> [Saved data entries]:
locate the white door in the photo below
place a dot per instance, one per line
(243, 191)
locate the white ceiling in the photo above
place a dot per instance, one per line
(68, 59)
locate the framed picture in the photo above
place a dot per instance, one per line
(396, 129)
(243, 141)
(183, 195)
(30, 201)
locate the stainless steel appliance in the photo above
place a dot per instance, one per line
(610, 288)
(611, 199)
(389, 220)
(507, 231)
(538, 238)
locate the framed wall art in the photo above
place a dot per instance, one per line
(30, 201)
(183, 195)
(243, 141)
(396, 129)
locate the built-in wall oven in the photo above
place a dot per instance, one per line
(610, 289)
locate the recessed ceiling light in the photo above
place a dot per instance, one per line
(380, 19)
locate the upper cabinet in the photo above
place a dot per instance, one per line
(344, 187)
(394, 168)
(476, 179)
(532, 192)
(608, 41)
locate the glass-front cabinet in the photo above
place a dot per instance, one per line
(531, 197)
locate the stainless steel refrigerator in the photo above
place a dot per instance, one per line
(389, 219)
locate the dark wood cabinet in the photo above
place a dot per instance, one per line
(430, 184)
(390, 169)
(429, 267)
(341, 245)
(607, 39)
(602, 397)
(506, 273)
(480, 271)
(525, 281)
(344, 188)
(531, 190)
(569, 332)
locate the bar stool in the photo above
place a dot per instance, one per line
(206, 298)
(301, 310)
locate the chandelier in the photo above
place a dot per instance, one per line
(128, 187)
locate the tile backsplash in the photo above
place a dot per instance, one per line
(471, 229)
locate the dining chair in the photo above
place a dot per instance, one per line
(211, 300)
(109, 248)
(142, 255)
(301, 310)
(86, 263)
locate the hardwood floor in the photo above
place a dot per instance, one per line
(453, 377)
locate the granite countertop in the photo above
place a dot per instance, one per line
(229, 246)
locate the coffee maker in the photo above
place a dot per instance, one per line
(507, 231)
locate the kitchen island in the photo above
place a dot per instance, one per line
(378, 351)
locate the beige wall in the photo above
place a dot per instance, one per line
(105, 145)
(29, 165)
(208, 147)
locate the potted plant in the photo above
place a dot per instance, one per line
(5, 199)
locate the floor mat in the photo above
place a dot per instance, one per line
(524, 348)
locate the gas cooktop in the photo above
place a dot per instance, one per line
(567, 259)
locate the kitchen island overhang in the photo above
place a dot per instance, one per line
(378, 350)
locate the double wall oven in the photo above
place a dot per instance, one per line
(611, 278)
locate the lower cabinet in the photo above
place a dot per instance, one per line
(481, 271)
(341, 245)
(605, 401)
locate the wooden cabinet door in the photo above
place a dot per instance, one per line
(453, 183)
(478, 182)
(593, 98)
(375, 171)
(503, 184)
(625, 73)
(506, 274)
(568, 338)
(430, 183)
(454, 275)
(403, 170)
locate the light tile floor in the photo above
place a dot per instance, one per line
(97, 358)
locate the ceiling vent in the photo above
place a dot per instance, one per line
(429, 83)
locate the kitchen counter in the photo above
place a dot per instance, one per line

> [Exercise aim]:
Return all of the above records exactly, leaving no line out.

> [Complete answer]:
locate the white door in the photo below
place a dot per instance, one per line
(243, 191)
locate the white ceiling in the photo above
place a dot per instance, one per line
(68, 59)
locate the framed picture in the photo above
place a dot per instance, one per line
(396, 129)
(243, 141)
(183, 195)
(30, 201)
locate the stainless steel appliance in the photo above
place a dot per instance, one per line
(610, 288)
(611, 199)
(389, 220)
(507, 231)
(538, 238)
locate the framed wall art in the photo above
place a dot per instance, one per line
(30, 201)
(183, 195)
(243, 141)
(396, 129)
locate the built-in wall oven in the photo above
place a dot per instance, one per line
(610, 289)
locate the recessed ceiling light in the photo above
place a dot per instance, one per line
(380, 19)
locate the upper cabinet in the photo above
place a dot per instance, one per line
(344, 187)
(394, 168)
(476, 179)
(532, 192)
(608, 41)
locate the glass-front cabinet in the photo above
place a dot per instance, one per line
(531, 197)
locate the stainless steel refrigerator in the photo above
place a dot per instance, one per line
(389, 219)
locate the dark wood cabinet in the photo above
place a dot per instance, one per line
(430, 184)
(390, 169)
(429, 267)
(341, 245)
(607, 39)
(602, 397)
(506, 273)
(480, 271)
(525, 281)
(344, 188)
(531, 190)
(569, 332)
locate the bar stool in the photo above
place a dot per instance, one per line
(206, 298)
(301, 310)
locate the chandelier in the photo above
place a dot per instance, one per line
(128, 187)
locate the tile backsplash in the photo above
place a dot per instance, one per line
(471, 229)
locate the dining chair in the photo above
place a dot per instance, one per line
(211, 300)
(109, 248)
(142, 255)
(301, 310)
(86, 263)
locate the hardwood floor in the photo above
place a dot per instance, one per line
(453, 377)
locate the granite countertop in the photo above
place a dot per instance, one per line
(229, 246)
locate the coffee maker in the photo above
place a dot per instance, one per line
(507, 231)
locate the kitchen island in the photo above
place a dot per instance, one per line
(378, 351)
locate the beige wall in the photo above
place a dot per instance, one per line
(105, 145)
(29, 165)
(208, 147)
locate the potted plant in the photo above
place a dot per instance, one per line
(5, 199)
locate the floor mat in the photo above
place a dot per instance, one per line
(524, 348)
locate the gas cooktop in the photo above
place a dot per instance, one per line
(567, 259)
locate the kitchen island overhang in the photo above
place a dot per instance, one per line
(378, 350)
locate the double wall oven in the photo above
place a dot per instance, one per line
(611, 278)
locate the lower cabinet in the photo above
place a dot per instance, one per line
(481, 271)
(341, 245)
(605, 401)
locate the wooden cabinet door in the photo above
place a dot per instance, one per line
(453, 183)
(478, 182)
(593, 98)
(375, 171)
(503, 184)
(625, 73)
(506, 274)
(568, 338)
(430, 183)
(454, 275)
(403, 170)
locate the light tile floor in the photo above
place a dot per instance, one per line
(97, 358)
locate the ceiling vent in the photo above
place a dot per instance, one per line
(429, 83)
locate the kitchen counter in the photo above
place a dot per instance, one per line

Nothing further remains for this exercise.